▶ Required task
The entries below are to be written out again without alteration.

(Data items)
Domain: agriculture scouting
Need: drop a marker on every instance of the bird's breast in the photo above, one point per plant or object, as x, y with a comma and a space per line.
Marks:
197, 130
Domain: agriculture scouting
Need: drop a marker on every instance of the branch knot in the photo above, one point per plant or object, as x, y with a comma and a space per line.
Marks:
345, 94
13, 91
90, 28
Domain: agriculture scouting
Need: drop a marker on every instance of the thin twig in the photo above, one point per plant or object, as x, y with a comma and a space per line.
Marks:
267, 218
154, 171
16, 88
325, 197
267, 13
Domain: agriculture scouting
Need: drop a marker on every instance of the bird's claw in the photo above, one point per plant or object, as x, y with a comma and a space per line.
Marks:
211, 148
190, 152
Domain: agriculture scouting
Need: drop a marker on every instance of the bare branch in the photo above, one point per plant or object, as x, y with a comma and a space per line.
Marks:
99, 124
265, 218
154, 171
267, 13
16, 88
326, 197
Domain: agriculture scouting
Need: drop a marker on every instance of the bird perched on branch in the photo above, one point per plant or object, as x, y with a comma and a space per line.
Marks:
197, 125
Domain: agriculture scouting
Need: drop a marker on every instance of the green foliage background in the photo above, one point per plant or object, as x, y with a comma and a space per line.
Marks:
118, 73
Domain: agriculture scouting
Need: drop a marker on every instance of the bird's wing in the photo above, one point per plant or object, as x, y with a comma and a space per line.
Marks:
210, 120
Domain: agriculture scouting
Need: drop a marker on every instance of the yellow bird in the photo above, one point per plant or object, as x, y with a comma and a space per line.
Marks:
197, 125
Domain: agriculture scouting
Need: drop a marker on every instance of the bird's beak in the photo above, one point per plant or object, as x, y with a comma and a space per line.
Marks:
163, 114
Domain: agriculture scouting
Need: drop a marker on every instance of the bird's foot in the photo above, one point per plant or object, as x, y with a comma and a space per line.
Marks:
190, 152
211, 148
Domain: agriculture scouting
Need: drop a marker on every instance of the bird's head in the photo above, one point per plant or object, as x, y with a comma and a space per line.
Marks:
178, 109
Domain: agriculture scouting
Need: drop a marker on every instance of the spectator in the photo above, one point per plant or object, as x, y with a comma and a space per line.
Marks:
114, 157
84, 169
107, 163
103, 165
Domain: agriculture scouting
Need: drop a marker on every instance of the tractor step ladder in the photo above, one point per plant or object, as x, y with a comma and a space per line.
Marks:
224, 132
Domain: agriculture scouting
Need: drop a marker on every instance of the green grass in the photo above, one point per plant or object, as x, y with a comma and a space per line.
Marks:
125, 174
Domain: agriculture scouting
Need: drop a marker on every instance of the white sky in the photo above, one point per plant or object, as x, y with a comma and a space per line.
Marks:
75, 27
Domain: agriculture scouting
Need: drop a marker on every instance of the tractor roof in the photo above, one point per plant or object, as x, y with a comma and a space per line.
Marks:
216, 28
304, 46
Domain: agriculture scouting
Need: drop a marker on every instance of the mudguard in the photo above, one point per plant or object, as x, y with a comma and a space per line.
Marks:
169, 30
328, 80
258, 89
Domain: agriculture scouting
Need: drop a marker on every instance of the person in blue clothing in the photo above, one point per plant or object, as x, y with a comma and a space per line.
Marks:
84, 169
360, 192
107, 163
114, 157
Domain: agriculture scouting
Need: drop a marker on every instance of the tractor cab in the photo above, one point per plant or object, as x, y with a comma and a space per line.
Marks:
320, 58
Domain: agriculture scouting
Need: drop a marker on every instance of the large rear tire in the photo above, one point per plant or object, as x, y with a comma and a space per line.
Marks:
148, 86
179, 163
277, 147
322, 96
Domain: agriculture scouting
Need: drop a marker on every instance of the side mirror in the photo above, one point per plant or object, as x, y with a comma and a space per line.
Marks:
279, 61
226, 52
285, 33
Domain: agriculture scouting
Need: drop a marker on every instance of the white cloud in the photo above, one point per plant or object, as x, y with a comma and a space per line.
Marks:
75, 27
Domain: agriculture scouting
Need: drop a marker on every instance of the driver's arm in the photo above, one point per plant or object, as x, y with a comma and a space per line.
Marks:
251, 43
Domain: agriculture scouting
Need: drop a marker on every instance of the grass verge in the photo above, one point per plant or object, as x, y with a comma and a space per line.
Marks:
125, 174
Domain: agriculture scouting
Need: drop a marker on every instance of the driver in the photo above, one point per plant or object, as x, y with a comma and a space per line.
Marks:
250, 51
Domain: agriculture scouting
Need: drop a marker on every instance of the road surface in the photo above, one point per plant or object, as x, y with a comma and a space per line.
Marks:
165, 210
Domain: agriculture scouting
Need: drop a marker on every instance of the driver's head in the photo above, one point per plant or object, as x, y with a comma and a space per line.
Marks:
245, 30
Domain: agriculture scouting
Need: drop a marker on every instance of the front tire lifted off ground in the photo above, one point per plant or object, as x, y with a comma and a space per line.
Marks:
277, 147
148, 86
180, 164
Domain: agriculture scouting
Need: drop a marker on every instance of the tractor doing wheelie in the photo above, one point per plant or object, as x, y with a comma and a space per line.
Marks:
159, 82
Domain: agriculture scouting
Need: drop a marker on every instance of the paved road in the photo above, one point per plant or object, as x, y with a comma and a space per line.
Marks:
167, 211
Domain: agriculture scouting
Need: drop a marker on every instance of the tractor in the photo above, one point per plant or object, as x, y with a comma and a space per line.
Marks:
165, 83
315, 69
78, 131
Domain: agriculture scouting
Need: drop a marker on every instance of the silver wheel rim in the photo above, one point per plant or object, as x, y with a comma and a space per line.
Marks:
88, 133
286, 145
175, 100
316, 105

▶ Exercise response
Domain: agriculture scouting
Need: drop a marker on every instance of the bird's breast in the photo above, one point per plant or object, as x, y with a comma and a space per line.
Marks:
197, 130
Domain: agriculture scouting
Need: drop a marker on every instance of the branch knot in the photo above, one point per plant or object, as x, y with a comma and a space per line.
Marks:
345, 94
13, 91
90, 28
Domain: agriculture scouting
Need: drop a marker on every instance of the thin twig in the photo above, one point per plant or object, as x, y with a comma and a space per line.
Marks:
267, 218
154, 171
16, 88
325, 197
267, 13
Domain: agriculture scouting
Need: drop a marker on every instance of the bird's claw in the photo above, one point per plant or object, as x, y with a comma and a space per line.
Marks:
211, 148
190, 152
Domain: agriculture scouting
Need: drop a marker on every instance of the bare branch in the photo above, one point per plant or object, as x, y with a comma and a space per line.
Marks:
99, 124
265, 218
154, 171
267, 13
16, 88
326, 197
Domain: agriculture scouting
Need: drop a marker on every instance of the bird perched on branch in the photo above, one point per plant or object, as x, y with a comma and a space per line.
Marks:
197, 125
Domain: agriculture scouting
Need: drop a marker on every instance of the green foliage background in the photo above, one point per plant or object, as x, y with a comma and a space per line.
Marks:
118, 73
Domain: agriculture scouting
Need: drop a marker on every instance of the bird's wing in the photo above, one point per plant or object, as x, y with a comma and a space per line.
Marks:
210, 120
Domain: agriculture scouting
Need: drop a marker on every instance of the yellow bird in the photo above, one point per plant or object, as x, y with a comma and a space per line.
Marks:
197, 125
Domain: agriculture scouting
Need: drop a marker on every instance of the bird's beak in the photo above, one point per plant or object, as x, y with a comma and a space per line.
Marks:
163, 114
Domain: agriculture scouting
Need: drop a marker on every instance of the bird's foot in the photo above, one point per plant or object, as x, y with a comma and a space per line.
Marks:
190, 152
211, 148
Domain: agriculture scouting
Need: drop a marker on every instance of the bird's head in the photo above, one point per plant or object, as x, y with a comma and a space per line.
Marks:
178, 109
Domain: agriculture scouting
Need: drop a marker on every instance of the spectator in the photo above, one point per plant or object, as x, y with a comma and a space per line.
Marks:
114, 157
84, 169
107, 163
103, 165
Domain: agriculture scouting
Need: drop a marker on every instance of the tractor step ladder in the photo above, one point per plant or object, as x, y with a comma and a space per line.
Marks:
224, 132
Domain: agriculture scouting
Need: drop a marker on every instance of the green grass in the photo above, one point per plant or object, as x, y with a comma and a space per line.
Marks:
125, 174
Domain: agriculture scouting
Need: drop a marker on every instance of the white sky in the photo above, one point per plant or object, as x, y with a comma and a space per line.
Marks:
75, 27
Domain: agriculture scouting
Need: drop a marker on every instance of the tractor roof in the photo above, one point per plant or object, as x, y with a comma and a space per line.
Marks:
216, 28
304, 46
Domain: agriculture scouting
Need: drop a marker on every instance of the mudguard in the photo above, one point per plant or object, as x, y with a comma and a space per line.
Marks:
169, 30
328, 80
258, 89
Domain: agriculture scouting
Need: drop a marker on every instance of the person in blue clothing in the photo above, one point per plant or object, as x, y with a comma and a space per line.
Marks:
84, 169
360, 192
107, 163
114, 157
Domain: agriculture scouting
Need: drop a marker on every instance of the tractor cab in the photo above, one point per plant or object, as x, y with a comma and a space per line.
Marks:
320, 58
Domain: agriculture scouting
Need: drop a marker on every instance of the large rear tire in the photo above, one point per plant or object, as x, y with a comma and a space per line.
Marks:
148, 86
179, 163
277, 147
322, 96
Domain: agriculture scouting
Need: drop a marker on every instance of the side mirror in the photo above, one point per plant or object, as x, y with a comma and a space per line.
Marks:
279, 61
226, 52
285, 33
Domain: agriculture scouting
Need: drop a marker on every instance of the white cloud in the photo above, one point per plant or object, as x, y with a comma and a space per line.
Marks:
75, 27
Domain: agriculture scouting
Need: drop a marker on every instance of the driver's arm in the photo above, one point per plant or object, as x, y with a comma and a space per line.
Marks:
251, 43
Domain: agriculture scouting
Need: drop a marker on every instance of the grass verge in the photo above, one point per plant or object, as x, y with a comma and a space per line.
Marks:
125, 174
Domain: agriculture scouting
Need: drop a marker on every instance of the driver in the photo above, one point per plant or object, as x, y with a comma and a space per line.
Marks:
250, 51
Domain: agriculture scouting
Need: drop a marker on every instance of the road surface in the photo above, one point per plant or object, as x, y with a comma and a space per line.
Marks:
165, 210
Domain: agriculture scouting
Need: drop a marker on every instance of the driver's head in the photo above, one point per plant or object, as x, y with a comma and a space per line.
Marks:
245, 30
Domain: agriculture scouting
Need: drop a marker on every instance of the front tire lifted off ground in the photo above, one point per plant or object, as x, y with a comma and a space per line.
Marks:
277, 147
148, 86
180, 164
Domain: agriculture scouting
Need: drop a marker on every instance of the tractor doing wheelie in the photo above, one point per plant or object, as x, y with a comma and a space per line.
Marks:
159, 82
Domain: agriculture scouting
Need: drop a marker on every instance of the paved road in the photo above, one point per plant or object, as x, y with a comma and a space per line.
Marks:
167, 211
Domain: agriculture scouting
Need: drop a marker on every instance of the tractor in the photo above, one point per plant or object, as x, y with a comma and a space per line.
Marks:
165, 83
315, 69
78, 131
Domain: agriculture scouting
Need: drop a marker on every instance of the silver wheel rim in the photo above, one point per plant or object, as x, y with a comma and a space per line.
Marks:
88, 133
286, 145
175, 100
316, 105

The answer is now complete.